### 本文
今後のHPCI計画推進のあり方に関する検討ワーキンググループ(第13回) 議事録

1.日時

平成25年3月11日(月曜日)17時~19時

2.場所

文部科学省 3階 3F2特別会議室

3.出席者

委員

小柳主査,秋山委員,天野委員,宇川委員,加藤委員,小林委員,関口(智)委員,善甫委員,富田委員,中島委員,中村委員,平尾委員,牧野委員,松岡委員,村上委員,室井委員,渡邉委員
(HPCI計画推進委員会)土居主査
(HPCIコンソーシアム)藤井副理事長

文部科学省

田中総括審議官,森本審議官,下間情報課長,林計算科学技術推進室長,村松計算科学技術推進室長補佐

4.議事録

(1)「将来のHPCIシステムのあり方の調査研究」アプリケーションチームからのヒアリング・意見交換

 林計算科学技術推進室長より,資料1に基づき説明し,「これまでの議論の論点整理」を決定。また,富田委員より資料2に基づき説明。質疑応答は以下のとおり。

【小柳主査】  FSの結果は中間報告に適宜加えて,より具体的なものにしていくときに使っていくことになると思う。そのようなことも含めて,富田さんの発表に質問や意見をお願いしたい。

### 記録

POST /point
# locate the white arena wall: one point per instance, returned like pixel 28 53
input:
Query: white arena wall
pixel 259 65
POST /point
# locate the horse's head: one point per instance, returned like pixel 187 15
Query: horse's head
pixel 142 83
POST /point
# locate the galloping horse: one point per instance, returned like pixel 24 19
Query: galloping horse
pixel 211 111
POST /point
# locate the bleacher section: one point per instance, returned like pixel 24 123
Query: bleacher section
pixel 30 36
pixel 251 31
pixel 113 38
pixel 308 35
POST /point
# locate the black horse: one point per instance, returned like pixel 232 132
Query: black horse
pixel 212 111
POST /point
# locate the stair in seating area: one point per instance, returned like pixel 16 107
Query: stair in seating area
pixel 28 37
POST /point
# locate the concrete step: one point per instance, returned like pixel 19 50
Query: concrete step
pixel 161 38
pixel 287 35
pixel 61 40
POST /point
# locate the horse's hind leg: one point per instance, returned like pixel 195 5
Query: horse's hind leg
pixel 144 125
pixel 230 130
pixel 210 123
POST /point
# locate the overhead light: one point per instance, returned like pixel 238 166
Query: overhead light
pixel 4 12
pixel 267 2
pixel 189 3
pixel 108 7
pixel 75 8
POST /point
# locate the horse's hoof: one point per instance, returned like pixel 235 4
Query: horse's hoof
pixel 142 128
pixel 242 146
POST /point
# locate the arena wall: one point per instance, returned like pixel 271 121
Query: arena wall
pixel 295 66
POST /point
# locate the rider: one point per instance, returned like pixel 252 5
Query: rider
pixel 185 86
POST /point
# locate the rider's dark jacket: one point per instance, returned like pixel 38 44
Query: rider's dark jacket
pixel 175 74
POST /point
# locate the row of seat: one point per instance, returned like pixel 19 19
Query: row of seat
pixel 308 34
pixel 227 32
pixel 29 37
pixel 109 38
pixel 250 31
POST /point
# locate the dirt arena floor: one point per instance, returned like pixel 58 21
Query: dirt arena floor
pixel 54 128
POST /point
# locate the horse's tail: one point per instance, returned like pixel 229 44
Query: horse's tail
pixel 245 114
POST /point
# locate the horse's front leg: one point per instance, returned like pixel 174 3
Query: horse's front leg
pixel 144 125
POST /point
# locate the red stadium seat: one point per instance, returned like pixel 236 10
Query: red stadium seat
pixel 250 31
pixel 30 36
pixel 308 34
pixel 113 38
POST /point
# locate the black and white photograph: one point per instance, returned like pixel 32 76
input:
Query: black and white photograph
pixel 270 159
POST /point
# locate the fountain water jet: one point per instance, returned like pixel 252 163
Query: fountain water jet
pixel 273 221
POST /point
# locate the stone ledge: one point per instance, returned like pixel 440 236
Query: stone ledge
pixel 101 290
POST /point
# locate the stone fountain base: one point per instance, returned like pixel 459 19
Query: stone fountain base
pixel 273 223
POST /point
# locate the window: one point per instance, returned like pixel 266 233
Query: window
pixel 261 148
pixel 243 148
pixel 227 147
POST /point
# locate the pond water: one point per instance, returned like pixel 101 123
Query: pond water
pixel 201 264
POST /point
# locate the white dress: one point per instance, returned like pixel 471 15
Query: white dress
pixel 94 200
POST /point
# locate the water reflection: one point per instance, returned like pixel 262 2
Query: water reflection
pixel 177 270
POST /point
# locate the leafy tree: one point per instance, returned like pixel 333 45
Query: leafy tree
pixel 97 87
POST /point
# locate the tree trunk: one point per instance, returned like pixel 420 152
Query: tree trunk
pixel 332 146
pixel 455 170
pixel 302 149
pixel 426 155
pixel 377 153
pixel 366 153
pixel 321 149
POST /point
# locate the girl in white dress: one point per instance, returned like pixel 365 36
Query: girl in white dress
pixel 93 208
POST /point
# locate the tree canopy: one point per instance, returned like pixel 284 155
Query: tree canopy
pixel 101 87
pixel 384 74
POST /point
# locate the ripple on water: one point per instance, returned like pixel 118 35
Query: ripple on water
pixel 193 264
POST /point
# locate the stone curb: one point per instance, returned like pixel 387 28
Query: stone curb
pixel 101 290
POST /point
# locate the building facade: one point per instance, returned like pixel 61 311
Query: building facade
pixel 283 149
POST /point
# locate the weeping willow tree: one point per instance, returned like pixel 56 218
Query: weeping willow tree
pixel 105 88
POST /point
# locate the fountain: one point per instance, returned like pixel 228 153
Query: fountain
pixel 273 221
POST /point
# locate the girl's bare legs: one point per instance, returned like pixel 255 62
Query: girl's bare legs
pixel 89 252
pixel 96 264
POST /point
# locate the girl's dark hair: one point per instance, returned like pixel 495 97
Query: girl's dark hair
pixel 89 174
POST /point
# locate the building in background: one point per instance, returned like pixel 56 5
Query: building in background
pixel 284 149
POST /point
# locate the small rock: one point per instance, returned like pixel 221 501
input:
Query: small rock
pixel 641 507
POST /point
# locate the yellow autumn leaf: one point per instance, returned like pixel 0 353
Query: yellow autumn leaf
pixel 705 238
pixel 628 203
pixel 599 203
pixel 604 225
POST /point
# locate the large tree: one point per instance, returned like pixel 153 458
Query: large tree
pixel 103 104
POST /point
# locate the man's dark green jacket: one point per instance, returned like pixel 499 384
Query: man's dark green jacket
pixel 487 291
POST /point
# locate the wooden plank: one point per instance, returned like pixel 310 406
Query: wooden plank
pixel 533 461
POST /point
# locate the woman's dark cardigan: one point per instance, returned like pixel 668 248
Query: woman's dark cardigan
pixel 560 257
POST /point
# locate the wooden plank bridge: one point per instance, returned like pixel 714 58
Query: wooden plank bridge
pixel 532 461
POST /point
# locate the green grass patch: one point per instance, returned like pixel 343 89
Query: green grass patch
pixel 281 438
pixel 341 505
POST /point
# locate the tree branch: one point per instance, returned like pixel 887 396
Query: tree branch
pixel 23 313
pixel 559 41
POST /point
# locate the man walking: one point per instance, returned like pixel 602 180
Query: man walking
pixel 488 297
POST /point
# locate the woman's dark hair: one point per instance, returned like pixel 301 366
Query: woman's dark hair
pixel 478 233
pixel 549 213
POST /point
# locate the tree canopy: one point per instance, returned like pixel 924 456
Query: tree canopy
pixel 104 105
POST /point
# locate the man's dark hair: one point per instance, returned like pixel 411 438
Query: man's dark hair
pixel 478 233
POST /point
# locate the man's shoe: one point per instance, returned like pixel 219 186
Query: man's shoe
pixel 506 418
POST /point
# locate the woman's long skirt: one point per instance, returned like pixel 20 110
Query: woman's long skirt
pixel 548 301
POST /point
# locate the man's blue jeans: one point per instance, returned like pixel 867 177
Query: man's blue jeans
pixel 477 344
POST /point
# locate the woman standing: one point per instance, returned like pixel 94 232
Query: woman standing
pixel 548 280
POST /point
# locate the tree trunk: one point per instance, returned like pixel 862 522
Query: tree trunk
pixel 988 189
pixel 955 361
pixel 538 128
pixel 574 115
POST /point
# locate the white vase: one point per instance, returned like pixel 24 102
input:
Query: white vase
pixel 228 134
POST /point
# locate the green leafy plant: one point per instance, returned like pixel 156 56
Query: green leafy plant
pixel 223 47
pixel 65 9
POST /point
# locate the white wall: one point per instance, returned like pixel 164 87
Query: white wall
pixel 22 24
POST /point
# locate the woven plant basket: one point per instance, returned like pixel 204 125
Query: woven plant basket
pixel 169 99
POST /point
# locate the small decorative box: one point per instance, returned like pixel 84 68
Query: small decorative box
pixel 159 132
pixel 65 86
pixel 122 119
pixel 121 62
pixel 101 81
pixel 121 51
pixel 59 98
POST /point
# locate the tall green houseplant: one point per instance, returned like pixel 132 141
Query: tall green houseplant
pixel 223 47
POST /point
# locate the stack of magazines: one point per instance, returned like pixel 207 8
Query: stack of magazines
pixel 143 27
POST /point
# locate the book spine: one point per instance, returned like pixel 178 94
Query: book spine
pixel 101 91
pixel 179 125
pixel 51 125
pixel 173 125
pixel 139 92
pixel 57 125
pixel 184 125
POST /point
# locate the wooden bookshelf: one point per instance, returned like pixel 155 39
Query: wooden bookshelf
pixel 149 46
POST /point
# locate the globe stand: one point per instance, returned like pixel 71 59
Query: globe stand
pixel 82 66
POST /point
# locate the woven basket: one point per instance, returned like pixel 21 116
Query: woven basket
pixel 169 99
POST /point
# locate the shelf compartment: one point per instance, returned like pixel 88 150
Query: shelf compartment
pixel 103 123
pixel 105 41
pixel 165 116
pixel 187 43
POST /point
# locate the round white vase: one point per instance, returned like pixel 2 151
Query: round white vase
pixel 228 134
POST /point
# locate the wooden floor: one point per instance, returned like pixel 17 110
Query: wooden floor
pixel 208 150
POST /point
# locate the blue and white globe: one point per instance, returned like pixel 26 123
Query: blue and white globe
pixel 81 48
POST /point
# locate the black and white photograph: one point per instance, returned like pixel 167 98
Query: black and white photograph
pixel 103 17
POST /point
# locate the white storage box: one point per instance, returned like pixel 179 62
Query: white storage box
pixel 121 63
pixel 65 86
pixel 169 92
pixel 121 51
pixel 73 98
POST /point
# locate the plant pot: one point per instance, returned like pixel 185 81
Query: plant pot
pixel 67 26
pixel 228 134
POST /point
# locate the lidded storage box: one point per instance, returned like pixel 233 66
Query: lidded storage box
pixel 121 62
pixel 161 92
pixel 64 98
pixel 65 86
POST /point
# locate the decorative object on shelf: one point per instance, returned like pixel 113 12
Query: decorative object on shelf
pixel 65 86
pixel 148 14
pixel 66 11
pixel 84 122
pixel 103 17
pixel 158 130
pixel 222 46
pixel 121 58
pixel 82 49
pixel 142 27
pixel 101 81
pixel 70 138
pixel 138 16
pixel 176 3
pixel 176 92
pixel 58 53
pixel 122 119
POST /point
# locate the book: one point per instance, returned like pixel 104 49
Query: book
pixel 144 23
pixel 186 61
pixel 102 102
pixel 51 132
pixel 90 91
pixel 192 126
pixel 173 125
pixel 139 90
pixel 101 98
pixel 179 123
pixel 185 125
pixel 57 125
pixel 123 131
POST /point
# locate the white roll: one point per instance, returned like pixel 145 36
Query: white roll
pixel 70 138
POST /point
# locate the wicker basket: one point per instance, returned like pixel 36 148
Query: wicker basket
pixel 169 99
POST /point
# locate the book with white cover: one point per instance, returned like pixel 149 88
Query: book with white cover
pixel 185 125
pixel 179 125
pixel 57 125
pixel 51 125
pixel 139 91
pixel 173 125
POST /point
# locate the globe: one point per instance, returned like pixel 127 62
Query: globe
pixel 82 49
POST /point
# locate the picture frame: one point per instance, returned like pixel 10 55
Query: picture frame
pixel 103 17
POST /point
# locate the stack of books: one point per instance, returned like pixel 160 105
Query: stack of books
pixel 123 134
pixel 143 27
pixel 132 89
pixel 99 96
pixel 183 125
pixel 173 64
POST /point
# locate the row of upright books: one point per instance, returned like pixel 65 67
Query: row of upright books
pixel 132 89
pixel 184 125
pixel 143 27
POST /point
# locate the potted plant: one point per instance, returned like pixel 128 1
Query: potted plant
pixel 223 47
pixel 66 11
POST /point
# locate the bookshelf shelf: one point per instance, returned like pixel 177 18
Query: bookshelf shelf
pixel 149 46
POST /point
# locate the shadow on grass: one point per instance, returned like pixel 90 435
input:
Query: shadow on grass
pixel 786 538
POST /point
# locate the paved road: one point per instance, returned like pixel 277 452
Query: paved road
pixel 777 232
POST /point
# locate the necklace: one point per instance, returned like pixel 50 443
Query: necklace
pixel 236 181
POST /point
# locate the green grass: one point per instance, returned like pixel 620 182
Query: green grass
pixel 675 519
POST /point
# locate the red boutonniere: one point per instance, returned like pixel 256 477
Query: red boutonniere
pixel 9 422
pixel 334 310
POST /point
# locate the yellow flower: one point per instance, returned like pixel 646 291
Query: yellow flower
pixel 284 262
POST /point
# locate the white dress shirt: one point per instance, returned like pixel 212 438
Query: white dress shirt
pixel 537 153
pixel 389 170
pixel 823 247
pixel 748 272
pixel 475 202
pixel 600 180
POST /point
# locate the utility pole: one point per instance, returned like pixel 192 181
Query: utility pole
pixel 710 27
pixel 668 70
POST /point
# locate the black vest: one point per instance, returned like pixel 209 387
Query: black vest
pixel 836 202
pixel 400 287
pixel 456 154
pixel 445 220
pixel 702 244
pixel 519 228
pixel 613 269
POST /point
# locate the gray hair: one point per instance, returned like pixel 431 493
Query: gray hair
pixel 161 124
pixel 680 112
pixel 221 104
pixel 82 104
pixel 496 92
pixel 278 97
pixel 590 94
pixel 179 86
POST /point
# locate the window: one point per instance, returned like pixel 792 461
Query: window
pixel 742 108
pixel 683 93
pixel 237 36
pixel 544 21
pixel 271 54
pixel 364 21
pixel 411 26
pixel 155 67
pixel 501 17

### 課題の目標
本文の「田中総括審議官,森本審議官,下間情報課長」から「明。質疑応答は以下のとおり。」までを、一字も変えずに書き写しなさい。

### 記述解答
田中総括審議官,森本審議官,下間情報課長,林計算科学技術推進室長,村松計算科学技術推進室長補佐

4.議事録

(1)「将来のHPCIシステムのあり方の調査研究」アプリケーションチームからのヒアリング・意見交換

 林計算科学技術推進室長より,資料1に基づき説明し,「これまでの議論の論点整理」を決定。また,富田委員より資料2に基づき説明。質疑応答は以下のとおり。